GOAL:
Set down exactly the lines from the one containing "Would you be able to point at the mushroom slice" through the last line of the records below, both included, and nothing else.

EXERCISE INPUT:
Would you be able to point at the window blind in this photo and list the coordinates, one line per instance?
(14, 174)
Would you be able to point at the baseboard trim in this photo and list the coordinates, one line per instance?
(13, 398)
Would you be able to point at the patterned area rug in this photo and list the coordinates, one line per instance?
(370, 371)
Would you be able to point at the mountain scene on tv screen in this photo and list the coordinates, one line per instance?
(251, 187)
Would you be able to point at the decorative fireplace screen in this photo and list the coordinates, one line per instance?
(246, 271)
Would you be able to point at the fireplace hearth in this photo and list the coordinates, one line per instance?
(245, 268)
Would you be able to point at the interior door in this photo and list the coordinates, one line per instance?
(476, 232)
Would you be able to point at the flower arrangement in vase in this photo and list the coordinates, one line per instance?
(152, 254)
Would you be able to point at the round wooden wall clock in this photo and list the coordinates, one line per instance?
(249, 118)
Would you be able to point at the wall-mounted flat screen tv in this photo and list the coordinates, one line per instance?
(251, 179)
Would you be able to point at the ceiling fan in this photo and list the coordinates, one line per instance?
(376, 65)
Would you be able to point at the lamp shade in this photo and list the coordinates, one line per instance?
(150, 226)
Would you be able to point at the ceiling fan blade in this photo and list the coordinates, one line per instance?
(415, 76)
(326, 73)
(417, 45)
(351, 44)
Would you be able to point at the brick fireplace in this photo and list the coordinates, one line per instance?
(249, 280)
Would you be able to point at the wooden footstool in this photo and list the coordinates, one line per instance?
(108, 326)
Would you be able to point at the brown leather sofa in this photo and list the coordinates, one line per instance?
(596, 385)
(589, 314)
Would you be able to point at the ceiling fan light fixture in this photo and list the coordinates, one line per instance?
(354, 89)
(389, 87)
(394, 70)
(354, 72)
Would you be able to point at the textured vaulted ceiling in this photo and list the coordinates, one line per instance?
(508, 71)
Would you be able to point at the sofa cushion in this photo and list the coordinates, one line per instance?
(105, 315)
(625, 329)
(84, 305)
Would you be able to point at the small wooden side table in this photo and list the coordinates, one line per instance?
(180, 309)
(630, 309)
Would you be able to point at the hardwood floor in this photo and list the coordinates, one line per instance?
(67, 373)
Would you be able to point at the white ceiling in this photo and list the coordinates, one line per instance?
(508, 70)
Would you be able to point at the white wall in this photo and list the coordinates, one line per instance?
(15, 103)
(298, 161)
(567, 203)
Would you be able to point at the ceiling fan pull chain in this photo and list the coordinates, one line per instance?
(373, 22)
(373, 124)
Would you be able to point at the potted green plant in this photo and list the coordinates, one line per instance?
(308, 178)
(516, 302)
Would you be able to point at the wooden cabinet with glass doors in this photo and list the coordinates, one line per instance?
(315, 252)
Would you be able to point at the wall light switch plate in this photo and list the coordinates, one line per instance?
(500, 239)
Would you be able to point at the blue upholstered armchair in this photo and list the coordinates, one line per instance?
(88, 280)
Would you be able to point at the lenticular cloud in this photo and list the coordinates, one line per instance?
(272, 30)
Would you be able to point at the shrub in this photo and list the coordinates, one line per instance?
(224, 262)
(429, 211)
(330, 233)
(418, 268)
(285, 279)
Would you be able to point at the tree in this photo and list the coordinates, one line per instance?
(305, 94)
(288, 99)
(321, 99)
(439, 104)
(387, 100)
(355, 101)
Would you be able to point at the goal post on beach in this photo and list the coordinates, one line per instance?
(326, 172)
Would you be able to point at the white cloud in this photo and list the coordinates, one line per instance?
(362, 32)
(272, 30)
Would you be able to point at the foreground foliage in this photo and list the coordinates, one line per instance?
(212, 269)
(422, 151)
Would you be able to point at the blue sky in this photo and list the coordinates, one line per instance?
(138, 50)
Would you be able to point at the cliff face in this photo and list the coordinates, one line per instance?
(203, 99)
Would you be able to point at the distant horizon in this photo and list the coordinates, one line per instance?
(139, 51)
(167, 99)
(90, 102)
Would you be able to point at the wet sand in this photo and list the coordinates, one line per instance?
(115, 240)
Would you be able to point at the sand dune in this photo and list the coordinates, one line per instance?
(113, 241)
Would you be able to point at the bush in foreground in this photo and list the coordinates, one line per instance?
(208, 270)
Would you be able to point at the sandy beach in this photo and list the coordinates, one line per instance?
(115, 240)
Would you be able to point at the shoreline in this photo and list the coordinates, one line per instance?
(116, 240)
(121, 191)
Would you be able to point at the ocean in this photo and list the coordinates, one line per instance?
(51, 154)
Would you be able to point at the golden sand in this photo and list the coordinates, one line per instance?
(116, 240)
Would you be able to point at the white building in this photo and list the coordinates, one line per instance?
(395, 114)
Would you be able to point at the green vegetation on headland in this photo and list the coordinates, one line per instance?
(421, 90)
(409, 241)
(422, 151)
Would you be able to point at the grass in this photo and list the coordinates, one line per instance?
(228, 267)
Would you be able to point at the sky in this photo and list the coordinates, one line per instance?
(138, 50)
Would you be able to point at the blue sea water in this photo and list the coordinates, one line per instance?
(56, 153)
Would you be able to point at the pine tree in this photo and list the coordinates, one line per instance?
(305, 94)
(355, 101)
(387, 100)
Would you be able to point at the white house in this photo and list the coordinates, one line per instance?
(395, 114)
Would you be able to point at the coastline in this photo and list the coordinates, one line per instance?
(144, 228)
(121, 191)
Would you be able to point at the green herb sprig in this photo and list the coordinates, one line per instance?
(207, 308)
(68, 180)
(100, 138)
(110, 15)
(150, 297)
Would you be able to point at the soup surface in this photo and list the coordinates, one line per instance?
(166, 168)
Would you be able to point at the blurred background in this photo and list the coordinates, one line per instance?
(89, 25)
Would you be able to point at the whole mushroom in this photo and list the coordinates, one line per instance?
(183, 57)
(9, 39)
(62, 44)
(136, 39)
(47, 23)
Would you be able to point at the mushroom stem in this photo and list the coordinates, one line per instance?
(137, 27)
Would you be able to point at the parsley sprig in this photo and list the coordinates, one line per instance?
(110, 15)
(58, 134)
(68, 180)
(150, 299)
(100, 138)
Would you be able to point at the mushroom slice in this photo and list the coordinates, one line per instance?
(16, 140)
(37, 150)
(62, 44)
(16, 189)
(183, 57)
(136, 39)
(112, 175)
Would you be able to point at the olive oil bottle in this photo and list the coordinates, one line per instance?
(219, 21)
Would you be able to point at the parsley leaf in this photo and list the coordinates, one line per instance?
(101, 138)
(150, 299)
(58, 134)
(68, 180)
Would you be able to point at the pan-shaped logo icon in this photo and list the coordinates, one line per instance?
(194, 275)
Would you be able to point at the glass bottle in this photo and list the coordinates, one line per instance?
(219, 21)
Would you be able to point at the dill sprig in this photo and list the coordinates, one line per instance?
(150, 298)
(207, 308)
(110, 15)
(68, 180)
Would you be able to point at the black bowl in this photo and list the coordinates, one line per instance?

OUTPUT OF THE TASK:
Would you be able to point at the mushroom slice in this photo and list the coordinates, one line per instance?
(16, 140)
(37, 150)
(62, 44)
(16, 189)
(183, 57)
(136, 39)
(112, 175)
Would you be able to point at the olive oil bottle in this photo and list the coordinates, one line per instance?
(219, 21)
Would you be able to point at the parsley leaf in this photo and list the coordinates, one line per instance?
(101, 138)
(150, 299)
(58, 134)
(68, 180)
Would you be able to point at the pan-shaped logo icon in this photo and list the coordinates, one line per instance?
(194, 275)
Would you be able to point at the glass bottle in this photo and list the coordinates, one line per instance?
(219, 21)
Would you be able to point at the dill sprig in this photo and list the coordinates, one line per instance?
(150, 298)
(207, 308)
(110, 15)
(68, 180)
Would you be able to point at the black bowl in this photo and list the coordinates, one line per instance?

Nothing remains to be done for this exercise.